> **Exercise requirements**:
Turn the lines into a numbered list, starting at the first line and stopping after the line that contains "[[214, 391], [770, 471]]". Leave out any blank lines.

(Dataset rows)

===

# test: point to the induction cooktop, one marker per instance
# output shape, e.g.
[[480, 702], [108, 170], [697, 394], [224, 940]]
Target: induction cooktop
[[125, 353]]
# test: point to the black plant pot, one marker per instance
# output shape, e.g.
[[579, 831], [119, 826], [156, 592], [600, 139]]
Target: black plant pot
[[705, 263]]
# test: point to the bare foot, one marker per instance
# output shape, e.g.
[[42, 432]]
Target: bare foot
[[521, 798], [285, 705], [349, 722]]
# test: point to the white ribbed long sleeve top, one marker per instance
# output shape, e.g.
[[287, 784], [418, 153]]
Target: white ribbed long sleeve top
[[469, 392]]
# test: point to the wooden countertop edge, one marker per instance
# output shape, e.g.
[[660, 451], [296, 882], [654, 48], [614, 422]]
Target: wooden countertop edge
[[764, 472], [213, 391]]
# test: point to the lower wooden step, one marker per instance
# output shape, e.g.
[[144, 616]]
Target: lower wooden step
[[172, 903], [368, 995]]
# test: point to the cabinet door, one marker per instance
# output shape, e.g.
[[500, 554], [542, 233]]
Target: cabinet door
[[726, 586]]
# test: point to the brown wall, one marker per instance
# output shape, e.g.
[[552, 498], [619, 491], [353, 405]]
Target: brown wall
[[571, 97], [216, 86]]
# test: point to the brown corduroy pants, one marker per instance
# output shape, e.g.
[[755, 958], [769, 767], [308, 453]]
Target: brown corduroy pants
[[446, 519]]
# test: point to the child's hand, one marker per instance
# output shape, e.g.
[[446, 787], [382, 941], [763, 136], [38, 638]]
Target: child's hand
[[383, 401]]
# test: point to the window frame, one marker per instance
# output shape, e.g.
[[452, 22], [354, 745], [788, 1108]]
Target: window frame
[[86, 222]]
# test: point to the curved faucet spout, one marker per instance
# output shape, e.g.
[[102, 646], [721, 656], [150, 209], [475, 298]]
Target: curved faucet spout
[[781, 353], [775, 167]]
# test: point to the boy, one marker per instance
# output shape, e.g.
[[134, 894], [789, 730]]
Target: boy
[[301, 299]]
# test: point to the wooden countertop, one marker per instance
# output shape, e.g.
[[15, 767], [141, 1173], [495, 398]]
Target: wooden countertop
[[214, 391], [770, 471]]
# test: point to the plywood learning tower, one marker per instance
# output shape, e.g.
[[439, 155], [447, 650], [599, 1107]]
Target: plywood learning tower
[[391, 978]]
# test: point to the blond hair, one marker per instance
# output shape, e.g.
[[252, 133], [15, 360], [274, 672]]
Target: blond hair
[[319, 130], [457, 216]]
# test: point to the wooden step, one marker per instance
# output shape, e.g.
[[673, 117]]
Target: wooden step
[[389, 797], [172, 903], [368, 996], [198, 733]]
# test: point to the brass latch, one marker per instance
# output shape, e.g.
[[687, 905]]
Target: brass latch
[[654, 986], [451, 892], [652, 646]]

===

> **Exercise output**:
1. # test: point to the induction cooktop, one marker per instance
2. # output shape, e.g.
3. [[480, 702], [108, 170], [697, 394], [224, 940]]
4. Target: induction cooktop
5. [[125, 353]]
6. # test: point to the black plant pot, one marker per instance
7. # output shape, e.g.
8. [[579, 831], [119, 826], [156, 592], [600, 139]]
9. Target: black plant pot
10. [[705, 263]]
11. # test: point to the bare foot, one marker per instance
12. # output shape, e.g.
13. [[42, 432]]
14. Target: bare foot
15. [[521, 798], [285, 705], [349, 722]]
16. # test: point to the white ribbed long sleeve top, one marker per instance
17. # output shape, e.g.
18. [[287, 784], [418, 153]]
19. Target: white ribbed long sleeve top
20. [[469, 392]]
21. # test: point to the wooden countertop edge, one marker per instance
22. # output shape, e.g.
23. [[660, 451], [296, 882], [654, 48], [614, 422]]
24. Target: wooden countertop edge
25. [[764, 472], [213, 391]]
26. # test: point to the lower wooden step, one marker per instance
27. # output shape, e.g.
28. [[144, 616]]
29. Target: lower wooden step
30. [[172, 903], [368, 995]]
31. # test: point to the cabinet door, one marker per instance
32. # output shape, e.g.
33. [[500, 554], [542, 233]]
34. Target: cabinet door
35. [[726, 586]]
36. # test: point to the brown wall, one marker per instance
37. # output shape, e.g.
38. [[552, 498], [619, 491], [353, 405]]
39. Target: brown wall
40. [[571, 97], [216, 86]]
41. # test: point to the brown corduroy pants, one marker per instance
42. # output shape, e.g.
43. [[755, 958], [769, 767], [308, 453]]
44. Target: brown corduroy pants
45. [[446, 519]]
46. # test: point to the child's hand, one marker per instance
47. # output shape, e.g.
48. [[446, 787], [382, 941], [763, 136], [38, 638]]
49. Target: child's hand
50. [[383, 401]]
51. # test: point to the window frame, one marker per instance
52. # output shape, e.g.
53. [[452, 22], [354, 745], [788, 1108]]
54. Target: window frame
55. [[86, 222]]
56. # test: point to the curved faucet spout, one marker per instance
57. # output shape, e.g.
58. [[102, 646], [721, 656], [150, 209], [475, 298]]
59. Target: curved faucet spout
60. [[781, 353], [775, 167]]
61. # test: point to the boy, one marker per instance
62. # output shape, e.g.
63. [[134, 894], [789, 730]]
64. Target: boy
65. [[301, 299]]
66. # test: point to the wooden countertop, one marker per instance
67. # output shape, e.g.
68. [[15, 767], [141, 1173], [495, 398]]
69. Target: wooden countertop
70. [[214, 391], [770, 471]]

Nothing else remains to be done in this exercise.